> [Goal of the exercise]:
Rewrite these records, replacing "keypoint" with "marker" wherever it occurs and leaving everything else unchanged.

(Excerpts from a point labeling dataset)
==================================================

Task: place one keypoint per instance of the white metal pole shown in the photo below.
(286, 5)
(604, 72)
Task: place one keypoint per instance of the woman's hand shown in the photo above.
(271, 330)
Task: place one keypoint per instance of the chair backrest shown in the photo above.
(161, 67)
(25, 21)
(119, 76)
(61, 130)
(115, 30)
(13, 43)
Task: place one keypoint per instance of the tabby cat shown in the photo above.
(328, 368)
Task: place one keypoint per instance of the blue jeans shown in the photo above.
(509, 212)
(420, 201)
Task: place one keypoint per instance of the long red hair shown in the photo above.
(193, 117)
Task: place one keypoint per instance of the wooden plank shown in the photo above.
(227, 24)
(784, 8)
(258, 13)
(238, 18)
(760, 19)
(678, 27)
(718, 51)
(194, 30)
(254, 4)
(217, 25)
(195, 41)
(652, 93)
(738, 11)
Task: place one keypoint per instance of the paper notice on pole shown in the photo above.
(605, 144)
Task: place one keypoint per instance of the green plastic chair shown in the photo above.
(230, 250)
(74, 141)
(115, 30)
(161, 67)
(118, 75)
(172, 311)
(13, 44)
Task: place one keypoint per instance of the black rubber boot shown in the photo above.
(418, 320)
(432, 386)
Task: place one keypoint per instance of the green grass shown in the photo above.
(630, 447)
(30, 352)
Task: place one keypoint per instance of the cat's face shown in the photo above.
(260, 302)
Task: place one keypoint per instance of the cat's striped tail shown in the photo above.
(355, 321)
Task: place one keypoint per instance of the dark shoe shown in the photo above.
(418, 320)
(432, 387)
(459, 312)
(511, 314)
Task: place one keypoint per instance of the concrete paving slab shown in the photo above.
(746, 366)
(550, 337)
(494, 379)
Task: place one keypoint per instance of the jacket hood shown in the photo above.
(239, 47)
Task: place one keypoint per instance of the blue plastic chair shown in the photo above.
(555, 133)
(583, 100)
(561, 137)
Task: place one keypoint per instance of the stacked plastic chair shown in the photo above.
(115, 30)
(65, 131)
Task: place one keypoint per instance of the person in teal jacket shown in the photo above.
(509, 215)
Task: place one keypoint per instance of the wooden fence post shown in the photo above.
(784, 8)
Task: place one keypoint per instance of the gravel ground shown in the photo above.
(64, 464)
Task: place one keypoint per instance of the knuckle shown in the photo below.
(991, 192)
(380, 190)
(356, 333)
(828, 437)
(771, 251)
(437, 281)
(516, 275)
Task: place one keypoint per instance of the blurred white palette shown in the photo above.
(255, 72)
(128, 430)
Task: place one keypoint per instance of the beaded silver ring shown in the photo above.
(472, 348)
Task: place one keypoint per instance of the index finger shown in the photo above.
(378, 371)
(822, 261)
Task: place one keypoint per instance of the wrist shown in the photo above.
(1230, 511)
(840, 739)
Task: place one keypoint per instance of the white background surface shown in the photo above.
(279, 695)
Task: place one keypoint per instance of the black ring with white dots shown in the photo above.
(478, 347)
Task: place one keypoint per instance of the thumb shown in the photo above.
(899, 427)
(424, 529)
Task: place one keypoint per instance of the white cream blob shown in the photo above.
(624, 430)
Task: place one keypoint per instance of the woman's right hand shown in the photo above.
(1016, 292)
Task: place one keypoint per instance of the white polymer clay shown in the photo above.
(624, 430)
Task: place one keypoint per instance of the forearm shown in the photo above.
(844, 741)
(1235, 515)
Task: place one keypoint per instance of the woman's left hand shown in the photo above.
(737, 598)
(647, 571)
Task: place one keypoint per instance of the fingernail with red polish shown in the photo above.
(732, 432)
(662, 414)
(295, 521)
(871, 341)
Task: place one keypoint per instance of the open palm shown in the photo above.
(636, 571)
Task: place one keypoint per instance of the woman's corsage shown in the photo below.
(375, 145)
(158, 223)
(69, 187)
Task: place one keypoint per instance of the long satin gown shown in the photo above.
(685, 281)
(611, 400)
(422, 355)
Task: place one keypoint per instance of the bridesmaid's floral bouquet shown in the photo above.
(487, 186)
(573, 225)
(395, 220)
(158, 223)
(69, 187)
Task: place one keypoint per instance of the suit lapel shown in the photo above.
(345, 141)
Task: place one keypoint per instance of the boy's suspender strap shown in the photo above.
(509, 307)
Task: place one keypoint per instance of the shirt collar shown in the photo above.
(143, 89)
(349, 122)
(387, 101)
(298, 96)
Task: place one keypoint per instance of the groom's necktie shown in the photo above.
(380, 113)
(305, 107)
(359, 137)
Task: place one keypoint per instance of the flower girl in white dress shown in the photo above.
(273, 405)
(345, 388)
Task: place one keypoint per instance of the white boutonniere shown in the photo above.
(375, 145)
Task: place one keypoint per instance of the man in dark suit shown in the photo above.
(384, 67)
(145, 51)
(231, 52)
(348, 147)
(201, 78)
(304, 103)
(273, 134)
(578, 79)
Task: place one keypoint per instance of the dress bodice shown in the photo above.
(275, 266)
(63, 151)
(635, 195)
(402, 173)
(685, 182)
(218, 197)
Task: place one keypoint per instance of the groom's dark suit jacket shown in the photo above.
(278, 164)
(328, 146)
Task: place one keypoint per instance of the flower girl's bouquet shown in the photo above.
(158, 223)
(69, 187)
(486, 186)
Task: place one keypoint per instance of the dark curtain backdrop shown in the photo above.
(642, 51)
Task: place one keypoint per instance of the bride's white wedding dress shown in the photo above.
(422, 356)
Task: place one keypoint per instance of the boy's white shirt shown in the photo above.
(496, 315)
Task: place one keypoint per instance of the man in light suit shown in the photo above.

==================================================

> [Written answer]:
Task: place one marker per instance of the white metal pole shown in the photo below.
(286, 5)
(604, 72)
Task: place one marker per instance of the woman's hand shown in the photo above.
(271, 330)
Task: place one marker per instance of the chair backrest shown in the photo above.
(161, 67)
(25, 21)
(119, 76)
(61, 130)
(115, 30)
(13, 43)
Task: place one marker per instance of the tabby cat shown in the photo above.
(328, 368)
Task: place one marker per instance of the blue jeans shown in the photo above.
(509, 212)
(420, 201)
Task: place one marker per instance of the long red hair shown in the photo above.
(193, 117)
Task: place one marker per instance of the wooden plank shown in the photo above.
(227, 24)
(784, 8)
(258, 13)
(238, 18)
(760, 19)
(678, 27)
(718, 51)
(194, 30)
(254, 4)
(217, 25)
(195, 41)
(652, 93)
(738, 11)
Task: place one marker per instance of the paper notice on pole shown in the photo above.
(605, 144)
Task: place one marker per instance of the green plastic chair shown in the photo above.
(230, 250)
(74, 141)
(115, 30)
(161, 67)
(118, 75)
(172, 311)
(13, 44)
Task: place one marker per instance of the black rubber boot shown in the photo above.
(418, 320)
(432, 386)
Task: place one marker per instance of the green grass shown in the photo above.
(630, 447)
(30, 352)
Task: place one marker per instance of the cat's face shown in the photo above.
(260, 302)
Task: place one marker per instance of the cat's striped tail shown in the photo above.
(355, 321)
Task: place one marker per instance of the dark shoe shown in the photo above.
(418, 320)
(432, 387)
(459, 312)
(511, 314)
Task: place one marker per instance of the concrete paving slab shown in the photo above.
(746, 366)
(550, 337)
(494, 379)
Task: place one marker per instance of the jacket hood shown in the photo above.
(239, 47)
Task: place one marker per instance of the blue plastic chair shown in the photo above.
(555, 133)
(583, 100)
(561, 137)
Task: place one marker per instance of the stacked plastic chair shown in the photo above.
(115, 30)
(65, 131)
Task: place one marker per instance of the person in teal jacket shown in the photo above.
(509, 215)
Task: place one marker per instance of the wooden fence post shown in the photo above.
(784, 8)
Task: place one marker per instance of the gravel ground shown in the photo above.
(64, 464)
Task: place one marker per instance of the knuckle shown in the photo below.
(991, 192)
(380, 190)
(356, 333)
(828, 437)
(771, 251)
(437, 281)
(516, 275)
Task: place one marker per instance of the blurred white palette shown in the photo above.
(255, 72)
(128, 430)
Task: place one marker per instance of the beaded silver ring shown in the photo above.
(472, 348)
Task: place one marker per instance of the index finger shown in the photo above.
(378, 371)
(822, 261)
Task: place one marker per instance of the wrist shown in the photo above.
(1230, 511)
(840, 739)
Task: place one marker per instance of the white background surface shown in the photo above.
(279, 695)
Task: place one marker per instance of the black ring with white dots shown in the photo above.
(478, 347)
Task: place one marker per instance of the thumb shown in the photo above.
(899, 427)
(424, 529)
Task: place one marker per instance of the white cream blob shown in the photo above.
(624, 430)
Task: place one marker per instance of the woman's right hand shown in the photo above.
(1016, 292)
Task: place one marker per instance of the white polymer clay shown in the photo above.
(624, 430)
Task: place one marker per instance of the forearm shown in the photo above.
(844, 741)
(1235, 515)
Task: place one marker per instance of the woman's left hand shown in the photo above.
(737, 598)
(647, 571)
Task: place one marker per instance of the fingernail with red polish shown in the photo above.
(732, 432)
(662, 414)
(295, 521)
(871, 341)
Task: place one marker per instance of the open palm shown in the photo above.
(636, 571)
Task: place one marker per instance of the woman's corsage shown in the photo below.
(375, 145)
(158, 223)
(69, 187)
Task: place one marker per instance of the long satin gown shown in the photo above.
(685, 281)
(611, 400)
(422, 355)
Task: place one marker per instance of the bridesmaid's floral bouquet shown in the photo above.
(487, 186)
(573, 225)
(395, 220)
(158, 223)
(69, 187)
Task: place one marker per instance of the suit lapel shown in the photo above.
(345, 141)
Task: place one marker per instance of the boy's suspender strap shown in the photo above.
(509, 307)
Task: place one marker per instance of the shirt collar shown in the photo above.
(143, 89)
(349, 122)
(387, 101)
(298, 96)
Task: place one marker per instance of the groom's necktie shown in the photo above.
(380, 113)
(305, 107)
(359, 137)
Task: place one marker per instance of the flower girl in white dress shown in the photo above.
(273, 405)
(345, 388)
Task: place one marker per instance of the white boutonniere shown in the photo above.
(375, 145)
Task: place one marker per instance of the man in dark suit shown in the photo above.
(384, 67)
(145, 51)
(231, 52)
(348, 147)
(201, 78)
(304, 103)
(273, 134)
(578, 79)
Task: place one marker per instance of the dress bodice shown in the photo above.
(275, 266)
(63, 151)
(635, 195)
(402, 173)
(685, 182)
(218, 197)
Task: place one marker per instance of the groom's dark suit jacket shown in the photo above.
(278, 164)
(328, 146)
Task: place one marker per instance of the flower girl's bouquet shown in the photo above.
(158, 223)
(69, 187)
(486, 186)
Task: place one marker per instance of the dark curtain backdrop shown in the photo above.
(642, 51)
Task: place one marker per instance of the bride's white wedding dress shown in the photo above.
(422, 356)
Task: place one marker per instance of the boy's white shirt shown in the photo above.
(496, 315)
Task: place one marker per instance of the man in light suit shown in the photo above.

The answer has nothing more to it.